=== Raw data ===

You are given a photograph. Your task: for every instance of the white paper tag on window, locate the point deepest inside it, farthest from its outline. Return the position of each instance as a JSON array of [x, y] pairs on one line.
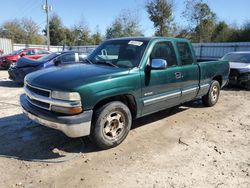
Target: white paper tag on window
[[136, 43]]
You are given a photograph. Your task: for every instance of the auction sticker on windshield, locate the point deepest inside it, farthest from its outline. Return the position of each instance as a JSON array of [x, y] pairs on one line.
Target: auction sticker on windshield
[[136, 43]]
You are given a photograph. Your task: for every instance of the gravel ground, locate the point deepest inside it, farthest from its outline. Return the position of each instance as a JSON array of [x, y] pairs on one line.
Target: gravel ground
[[186, 146]]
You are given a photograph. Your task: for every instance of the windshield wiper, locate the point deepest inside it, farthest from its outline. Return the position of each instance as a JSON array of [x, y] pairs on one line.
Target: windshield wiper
[[107, 63], [89, 61]]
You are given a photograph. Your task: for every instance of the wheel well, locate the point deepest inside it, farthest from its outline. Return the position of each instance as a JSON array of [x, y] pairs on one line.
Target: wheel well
[[219, 79], [127, 99]]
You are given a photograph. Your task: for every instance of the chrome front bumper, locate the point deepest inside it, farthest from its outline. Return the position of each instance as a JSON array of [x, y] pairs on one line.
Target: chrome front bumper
[[73, 126], [73, 131]]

===

## Short exercise:
Reproduce every line of the material above word for word, but omit the pictures.

## Output below:
You are given a photograph. Your task: for every instance of the white paper tag on window, locate the point deepest inside it, farthest from its outline. Return the position of each instance as a JSON array of [x, y] pairs on one line.
Target: white paper tag on window
[[136, 43]]
You are given a photograph. Your task: for every instance of the auction sticker on windshield, locate the point deepest inside it, farthest from its outline. Return the position of each instance as a JSON array of [x, y] pairs on one line.
Target: auction sticker on windshield
[[136, 43]]
You are given a photograph. Your task: for every instance of the gravel ground, locate the point deepest inside it, farthest from its outline. Return the position of each instance as a JSON array of [x, y] pairs on one line.
Target: gravel ground
[[186, 146]]
You are given a photograph. Your task: for every instance of the windshield wiper, locate the point deepest inside it, farthest from its outline. Return the position of each instance as a JSON array of [x, y] pairs on one line.
Target: windshield wiper
[[107, 63], [89, 61]]
You are given a photograph. Your task: for every instance of the wheel well, locate the point deepest inside it, farthest from its outline. Return the position of each instance as a JSON array of [x, y] pairs on one line.
Target: wheel well
[[219, 79], [127, 99]]
You are given a photograph. Your task: for every instance of the chrome front bumper, locate the point deepest inside it, farthest from its outline. Return the position of each instance as a JSON array of [x, y] pairs on one line.
Target: chrome front bumper
[[73, 126], [73, 131]]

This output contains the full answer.